** START OF Provided text **
Learning Compiler -- Semantic Analysis, CodeGen and Optimization

This is the summary of Stanford Compiler Lessons on Coursera

Semantic Analysis

Semantic Analysis is used to understand the meaning of code, this is the hardest part for me.

Analyse Scope

There are two kinds of scopes, static scope and dynamic scope, most languages has static scopes

In the example language Cool, there are 5 kinds of scopes:
- Class declarations (introduce class names)
- Method definitions (introduce method names)
- Let expressions (introduce object id’s)
- Formal parameters (introduce object id’s)
- Attribute definitions (introduce object id’s)
- Case expressions (introduce object id’s)
also, methods and class names have complex scopes.
Symbol Table

A data structure that tracks the current bindings of identifiers, we can use a stack to represent it. we can first, build an abstract syntax tree, then use symbol table to check and bind things together, so if something is not right, we claim an error.
Types

A language’s type system specifies which operations are valid for which types. The goal of type checking is to ensure that operations are used with the correct types.
- The types in Cool are:
  - Class Names
  - SELF_TYPE
- How to configure type:
  - The user declares types for identifiers
  - The compiler infers types for expressions
Type Checking

using logical rules to infer the type of one expression.

Building logical blocks:
- Symbol ^ is “and”
- Symbol => is “if-then”
- x:T is “x has type T”
- |- means “it is provable that…”
** END OF Provided text **
Do this: Continue the notes on semantic analysis in compilers from the point where they stop. The material that comes next is not required for this work.
** START OF Data block **
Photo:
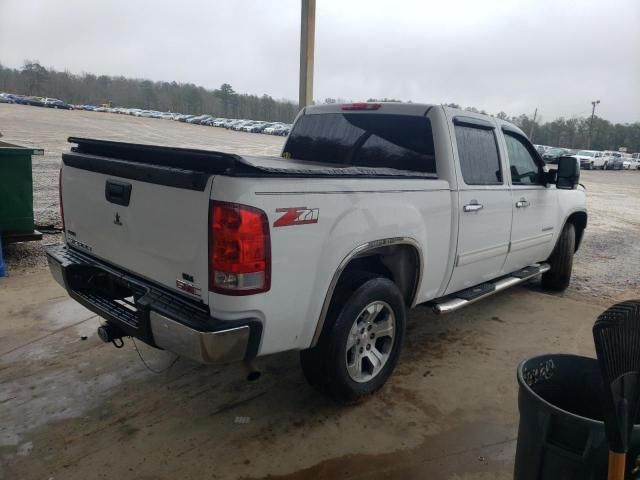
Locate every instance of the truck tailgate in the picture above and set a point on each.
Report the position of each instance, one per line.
(160, 233)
** END OF Data block **
Answer to this task:
Notice: Types are computed in a bottom-up pass over the AST
Type Environment

Since variables don’t have a solid type, a type environment gives types for free variables, or more precisely, a type environment is a function to transfer varaibles to Types

Let O be a function from ObjectIdentifiers to Types

The sentence O |- e: T

is read: Under the assumption that variables have the types given by O, it is provable that the expression e has the type T

Type environment is passed down the AST from the root towards the leaves, while types are computed up the AST from the leaves towards the root, notice the diffrerece here.
Subtyping

Define a relation called subtyping ≤ on classes
- X ≤ X
- X ≤ Y if X inherits from Y
- X ≤ Z if X ≤ Y and Y ≤ Z
lub(X,Y), the least upper bound of X and Y, is Z if
- X ≤ Z ^ Y ≤ Z, then Z is an upper bound
- X ≤ Z’ ^ Y ≤ Z’ => Z ≤ Z’, then Z is least among upper bounds
the least upper bound of two types is their least common ancestor in the inheritance tree
Typing Methods

M for method signatures, M(C,f) = (T1,…Tn,Tn+1) means in class C there is a method f that f(x1:T1,…,xn:Tn): Tn+1 this is mostly used in dispatch and barely used anywhere else,but it must be added to all rules.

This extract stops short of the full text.